▶ _The problem_: Transcribe the lines of the records starting with the one that has "the white window" in it and ending with the last, and transcribe nothing else.

^^^^^^^^

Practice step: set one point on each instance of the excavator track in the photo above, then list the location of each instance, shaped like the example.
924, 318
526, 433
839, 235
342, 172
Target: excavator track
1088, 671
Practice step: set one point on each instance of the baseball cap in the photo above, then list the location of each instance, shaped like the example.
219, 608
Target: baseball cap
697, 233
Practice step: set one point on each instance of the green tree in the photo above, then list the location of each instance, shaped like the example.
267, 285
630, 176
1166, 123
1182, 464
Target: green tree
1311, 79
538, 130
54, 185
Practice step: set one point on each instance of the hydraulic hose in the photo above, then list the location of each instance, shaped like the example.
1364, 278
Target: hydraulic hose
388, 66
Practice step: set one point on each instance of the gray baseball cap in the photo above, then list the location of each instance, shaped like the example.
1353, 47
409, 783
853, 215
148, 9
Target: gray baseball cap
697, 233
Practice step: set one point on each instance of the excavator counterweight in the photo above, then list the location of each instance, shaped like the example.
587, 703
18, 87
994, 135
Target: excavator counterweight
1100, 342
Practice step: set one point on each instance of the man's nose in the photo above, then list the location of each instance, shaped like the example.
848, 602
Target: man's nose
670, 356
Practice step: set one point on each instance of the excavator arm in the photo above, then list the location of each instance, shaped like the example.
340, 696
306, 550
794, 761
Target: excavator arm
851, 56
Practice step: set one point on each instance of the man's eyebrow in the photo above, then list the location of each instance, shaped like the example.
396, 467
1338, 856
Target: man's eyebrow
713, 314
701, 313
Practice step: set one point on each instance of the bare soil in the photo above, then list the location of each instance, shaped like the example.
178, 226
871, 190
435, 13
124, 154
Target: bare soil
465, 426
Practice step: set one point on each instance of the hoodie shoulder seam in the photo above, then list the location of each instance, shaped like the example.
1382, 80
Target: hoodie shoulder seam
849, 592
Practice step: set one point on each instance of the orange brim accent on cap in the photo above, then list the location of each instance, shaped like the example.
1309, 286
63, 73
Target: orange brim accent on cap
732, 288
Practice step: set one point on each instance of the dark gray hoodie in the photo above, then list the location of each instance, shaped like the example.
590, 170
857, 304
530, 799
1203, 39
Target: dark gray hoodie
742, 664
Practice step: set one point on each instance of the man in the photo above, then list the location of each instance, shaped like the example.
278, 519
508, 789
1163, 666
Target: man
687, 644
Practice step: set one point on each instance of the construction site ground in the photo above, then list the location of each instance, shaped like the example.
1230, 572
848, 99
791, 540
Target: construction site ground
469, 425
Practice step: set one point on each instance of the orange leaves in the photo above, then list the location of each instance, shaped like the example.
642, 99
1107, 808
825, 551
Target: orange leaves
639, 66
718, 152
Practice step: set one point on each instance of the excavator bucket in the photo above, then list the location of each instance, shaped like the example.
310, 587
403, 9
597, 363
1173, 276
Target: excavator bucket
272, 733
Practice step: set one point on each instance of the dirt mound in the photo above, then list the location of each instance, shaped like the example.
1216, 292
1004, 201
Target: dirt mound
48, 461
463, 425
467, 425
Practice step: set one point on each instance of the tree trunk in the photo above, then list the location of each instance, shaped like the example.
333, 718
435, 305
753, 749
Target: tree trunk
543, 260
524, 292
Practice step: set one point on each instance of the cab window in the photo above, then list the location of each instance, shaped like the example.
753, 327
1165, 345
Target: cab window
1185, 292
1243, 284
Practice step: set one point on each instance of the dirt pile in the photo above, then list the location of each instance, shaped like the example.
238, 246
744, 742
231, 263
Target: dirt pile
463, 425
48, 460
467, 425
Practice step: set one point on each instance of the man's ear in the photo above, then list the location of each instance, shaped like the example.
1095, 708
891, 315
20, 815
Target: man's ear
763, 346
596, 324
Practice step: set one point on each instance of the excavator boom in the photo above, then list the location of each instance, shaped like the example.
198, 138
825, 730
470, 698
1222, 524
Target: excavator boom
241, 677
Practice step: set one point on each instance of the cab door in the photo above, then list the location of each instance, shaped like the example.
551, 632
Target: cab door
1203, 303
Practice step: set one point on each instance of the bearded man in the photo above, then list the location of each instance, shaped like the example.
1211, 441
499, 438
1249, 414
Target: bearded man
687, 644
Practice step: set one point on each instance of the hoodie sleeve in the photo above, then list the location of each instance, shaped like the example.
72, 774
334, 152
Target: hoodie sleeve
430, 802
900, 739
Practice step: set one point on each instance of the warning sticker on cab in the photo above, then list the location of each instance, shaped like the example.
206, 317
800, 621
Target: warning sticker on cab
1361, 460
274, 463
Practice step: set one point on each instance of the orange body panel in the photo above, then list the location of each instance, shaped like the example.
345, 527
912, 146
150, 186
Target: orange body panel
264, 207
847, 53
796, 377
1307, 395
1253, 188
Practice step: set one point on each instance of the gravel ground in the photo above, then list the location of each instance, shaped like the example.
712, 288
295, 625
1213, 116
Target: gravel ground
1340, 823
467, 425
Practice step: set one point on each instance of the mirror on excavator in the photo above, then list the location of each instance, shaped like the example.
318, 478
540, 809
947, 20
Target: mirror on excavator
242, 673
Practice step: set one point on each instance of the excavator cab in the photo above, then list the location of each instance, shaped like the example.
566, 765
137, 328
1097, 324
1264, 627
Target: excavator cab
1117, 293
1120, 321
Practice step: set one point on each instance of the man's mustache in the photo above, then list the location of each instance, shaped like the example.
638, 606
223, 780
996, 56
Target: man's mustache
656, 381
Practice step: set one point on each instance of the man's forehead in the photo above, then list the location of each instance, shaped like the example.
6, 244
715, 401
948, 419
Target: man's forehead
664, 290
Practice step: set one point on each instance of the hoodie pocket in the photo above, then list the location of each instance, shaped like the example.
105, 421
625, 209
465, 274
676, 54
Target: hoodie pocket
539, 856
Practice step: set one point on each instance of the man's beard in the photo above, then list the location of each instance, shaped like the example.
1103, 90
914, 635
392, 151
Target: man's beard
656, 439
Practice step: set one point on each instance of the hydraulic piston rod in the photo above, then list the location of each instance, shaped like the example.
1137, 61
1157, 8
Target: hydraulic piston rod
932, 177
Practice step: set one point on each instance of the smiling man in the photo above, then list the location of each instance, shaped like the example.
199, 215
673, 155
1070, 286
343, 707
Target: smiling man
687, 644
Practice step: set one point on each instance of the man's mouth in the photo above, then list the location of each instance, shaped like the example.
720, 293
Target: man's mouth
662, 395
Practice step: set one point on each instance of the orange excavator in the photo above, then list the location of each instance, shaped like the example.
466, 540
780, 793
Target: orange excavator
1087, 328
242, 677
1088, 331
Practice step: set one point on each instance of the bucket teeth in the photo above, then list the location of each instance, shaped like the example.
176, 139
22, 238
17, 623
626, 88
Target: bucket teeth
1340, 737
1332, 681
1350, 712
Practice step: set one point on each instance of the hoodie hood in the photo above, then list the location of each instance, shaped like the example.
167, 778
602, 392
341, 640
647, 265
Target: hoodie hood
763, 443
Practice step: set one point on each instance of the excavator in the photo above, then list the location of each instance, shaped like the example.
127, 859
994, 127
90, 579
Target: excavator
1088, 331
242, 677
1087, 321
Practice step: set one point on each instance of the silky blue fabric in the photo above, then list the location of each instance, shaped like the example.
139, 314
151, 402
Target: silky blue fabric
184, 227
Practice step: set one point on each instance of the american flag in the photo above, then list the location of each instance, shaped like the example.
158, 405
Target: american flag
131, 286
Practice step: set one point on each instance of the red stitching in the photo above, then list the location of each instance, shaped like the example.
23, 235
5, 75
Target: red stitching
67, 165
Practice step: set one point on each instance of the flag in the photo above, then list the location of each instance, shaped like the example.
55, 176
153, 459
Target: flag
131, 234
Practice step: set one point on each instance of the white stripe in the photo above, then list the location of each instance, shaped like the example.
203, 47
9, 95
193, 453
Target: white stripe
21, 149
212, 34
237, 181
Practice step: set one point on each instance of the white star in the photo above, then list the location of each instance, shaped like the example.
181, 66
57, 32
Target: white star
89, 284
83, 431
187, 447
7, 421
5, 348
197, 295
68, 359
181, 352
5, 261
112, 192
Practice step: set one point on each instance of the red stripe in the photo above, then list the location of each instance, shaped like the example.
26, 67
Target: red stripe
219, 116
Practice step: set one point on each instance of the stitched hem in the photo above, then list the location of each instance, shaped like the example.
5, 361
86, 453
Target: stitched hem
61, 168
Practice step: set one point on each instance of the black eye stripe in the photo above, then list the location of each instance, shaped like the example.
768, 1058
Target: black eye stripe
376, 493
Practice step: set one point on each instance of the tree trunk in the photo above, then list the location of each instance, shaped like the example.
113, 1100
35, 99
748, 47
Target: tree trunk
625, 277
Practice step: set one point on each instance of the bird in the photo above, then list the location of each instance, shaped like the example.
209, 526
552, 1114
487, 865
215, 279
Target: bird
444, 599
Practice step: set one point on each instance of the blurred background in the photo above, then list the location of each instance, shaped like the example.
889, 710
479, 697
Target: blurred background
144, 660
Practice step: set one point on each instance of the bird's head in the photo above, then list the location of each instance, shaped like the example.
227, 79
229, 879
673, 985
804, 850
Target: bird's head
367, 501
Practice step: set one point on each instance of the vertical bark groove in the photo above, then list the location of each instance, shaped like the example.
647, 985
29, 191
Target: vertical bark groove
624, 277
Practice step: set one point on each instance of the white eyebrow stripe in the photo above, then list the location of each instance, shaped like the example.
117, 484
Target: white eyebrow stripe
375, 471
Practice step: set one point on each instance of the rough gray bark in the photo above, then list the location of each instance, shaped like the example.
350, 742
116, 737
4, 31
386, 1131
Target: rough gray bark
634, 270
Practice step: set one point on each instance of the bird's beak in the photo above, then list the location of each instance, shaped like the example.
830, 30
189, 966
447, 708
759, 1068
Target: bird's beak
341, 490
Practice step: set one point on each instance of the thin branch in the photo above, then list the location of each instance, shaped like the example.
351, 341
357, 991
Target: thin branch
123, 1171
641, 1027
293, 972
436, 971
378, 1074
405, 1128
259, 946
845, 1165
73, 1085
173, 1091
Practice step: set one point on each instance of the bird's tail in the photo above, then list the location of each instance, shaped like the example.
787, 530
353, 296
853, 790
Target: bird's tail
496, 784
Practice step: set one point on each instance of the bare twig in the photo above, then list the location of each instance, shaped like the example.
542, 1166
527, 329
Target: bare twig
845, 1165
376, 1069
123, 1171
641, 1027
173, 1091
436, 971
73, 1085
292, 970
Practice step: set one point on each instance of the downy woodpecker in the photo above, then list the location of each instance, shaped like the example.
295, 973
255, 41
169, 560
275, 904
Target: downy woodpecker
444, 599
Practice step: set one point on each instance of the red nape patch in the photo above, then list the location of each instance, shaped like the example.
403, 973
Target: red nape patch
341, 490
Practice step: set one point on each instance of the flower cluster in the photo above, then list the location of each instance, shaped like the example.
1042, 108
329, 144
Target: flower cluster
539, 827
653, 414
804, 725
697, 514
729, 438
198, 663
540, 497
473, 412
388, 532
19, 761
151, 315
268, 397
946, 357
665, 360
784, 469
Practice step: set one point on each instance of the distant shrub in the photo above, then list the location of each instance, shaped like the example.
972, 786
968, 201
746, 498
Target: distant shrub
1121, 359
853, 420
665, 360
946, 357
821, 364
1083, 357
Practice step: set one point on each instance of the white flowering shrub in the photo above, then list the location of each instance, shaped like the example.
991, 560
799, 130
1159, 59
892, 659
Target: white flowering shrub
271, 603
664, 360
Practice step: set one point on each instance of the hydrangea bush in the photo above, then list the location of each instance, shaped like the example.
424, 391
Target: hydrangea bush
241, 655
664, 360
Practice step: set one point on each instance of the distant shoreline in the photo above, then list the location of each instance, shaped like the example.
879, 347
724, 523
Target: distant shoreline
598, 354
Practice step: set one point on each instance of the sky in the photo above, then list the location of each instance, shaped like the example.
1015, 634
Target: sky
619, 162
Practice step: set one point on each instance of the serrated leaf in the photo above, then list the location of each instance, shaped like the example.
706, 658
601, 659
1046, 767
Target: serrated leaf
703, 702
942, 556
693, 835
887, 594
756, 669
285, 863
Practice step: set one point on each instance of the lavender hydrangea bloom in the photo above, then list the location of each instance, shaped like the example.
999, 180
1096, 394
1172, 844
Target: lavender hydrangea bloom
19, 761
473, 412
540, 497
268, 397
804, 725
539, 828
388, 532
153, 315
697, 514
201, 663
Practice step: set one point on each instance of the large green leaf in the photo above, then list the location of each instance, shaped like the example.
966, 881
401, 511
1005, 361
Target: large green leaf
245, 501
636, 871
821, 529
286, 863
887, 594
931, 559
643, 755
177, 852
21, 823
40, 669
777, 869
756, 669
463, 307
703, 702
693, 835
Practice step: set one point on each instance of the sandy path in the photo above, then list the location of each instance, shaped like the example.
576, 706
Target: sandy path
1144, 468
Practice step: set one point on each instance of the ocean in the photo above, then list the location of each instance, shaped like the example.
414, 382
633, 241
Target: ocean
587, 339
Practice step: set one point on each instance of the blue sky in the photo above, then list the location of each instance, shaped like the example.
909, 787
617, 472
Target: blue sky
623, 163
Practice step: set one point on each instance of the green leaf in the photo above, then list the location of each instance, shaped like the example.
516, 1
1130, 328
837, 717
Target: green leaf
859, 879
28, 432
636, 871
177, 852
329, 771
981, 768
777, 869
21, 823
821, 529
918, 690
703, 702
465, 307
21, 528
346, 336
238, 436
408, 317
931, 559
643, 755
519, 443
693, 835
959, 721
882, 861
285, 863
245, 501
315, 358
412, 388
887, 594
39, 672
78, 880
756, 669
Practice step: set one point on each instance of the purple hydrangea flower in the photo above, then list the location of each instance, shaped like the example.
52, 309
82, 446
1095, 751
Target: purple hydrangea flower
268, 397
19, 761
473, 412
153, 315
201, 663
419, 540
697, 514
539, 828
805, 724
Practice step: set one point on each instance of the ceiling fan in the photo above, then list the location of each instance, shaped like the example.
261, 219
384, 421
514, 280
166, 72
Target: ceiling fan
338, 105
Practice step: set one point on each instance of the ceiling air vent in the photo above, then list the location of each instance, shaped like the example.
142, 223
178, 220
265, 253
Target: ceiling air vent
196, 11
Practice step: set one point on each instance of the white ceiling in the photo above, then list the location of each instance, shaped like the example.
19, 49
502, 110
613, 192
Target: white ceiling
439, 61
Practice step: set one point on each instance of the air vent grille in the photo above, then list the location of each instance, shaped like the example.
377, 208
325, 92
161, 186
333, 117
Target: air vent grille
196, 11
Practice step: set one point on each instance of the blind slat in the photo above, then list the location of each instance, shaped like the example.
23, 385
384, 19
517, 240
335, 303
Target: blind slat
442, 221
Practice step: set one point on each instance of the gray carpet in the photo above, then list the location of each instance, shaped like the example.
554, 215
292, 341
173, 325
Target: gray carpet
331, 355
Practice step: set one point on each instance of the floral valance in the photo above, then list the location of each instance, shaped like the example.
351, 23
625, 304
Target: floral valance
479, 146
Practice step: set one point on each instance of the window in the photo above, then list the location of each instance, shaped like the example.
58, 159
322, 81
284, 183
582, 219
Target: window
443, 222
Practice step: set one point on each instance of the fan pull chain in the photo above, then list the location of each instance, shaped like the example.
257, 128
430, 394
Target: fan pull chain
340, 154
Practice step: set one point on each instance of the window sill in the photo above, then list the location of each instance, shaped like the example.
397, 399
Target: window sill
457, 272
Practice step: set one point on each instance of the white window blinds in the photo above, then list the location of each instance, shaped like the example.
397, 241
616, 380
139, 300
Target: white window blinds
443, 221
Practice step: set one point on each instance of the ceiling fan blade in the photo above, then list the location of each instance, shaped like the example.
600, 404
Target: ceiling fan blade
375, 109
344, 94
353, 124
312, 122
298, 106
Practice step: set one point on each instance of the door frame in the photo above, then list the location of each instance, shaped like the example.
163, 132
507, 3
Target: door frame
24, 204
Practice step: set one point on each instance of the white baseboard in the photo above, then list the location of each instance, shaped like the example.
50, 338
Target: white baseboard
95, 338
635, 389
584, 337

^^^^^^^^

▶ _Solution to this exercise_:
Practice step: set one point on each instance of the white window blinds in the photo above, then list the location of each instance, shaped like the example.
397, 241
616, 380
139, 300
Target: white window blinds
443, 221
Practice step: set one point on each instance of the ceiling fan blade in the photo above, then list the location of each instance, shaped like the example.
600, 404
Target: ceiling fan blade
375, 109
344, 94
353, 124
312, 122
298, 106
Practice step: set one point on each instance of the door frame in the photo above, then list the location of each instance, shaped like the example.
163, 132
507, 3
Target: door frame
24, 204
Practice step: set one point on each instance of the white baseboard in the photo above, then list the location of each instance, shaped like the example.
50, 338
Target: white baseboard
95, 338
635, 389
584, 337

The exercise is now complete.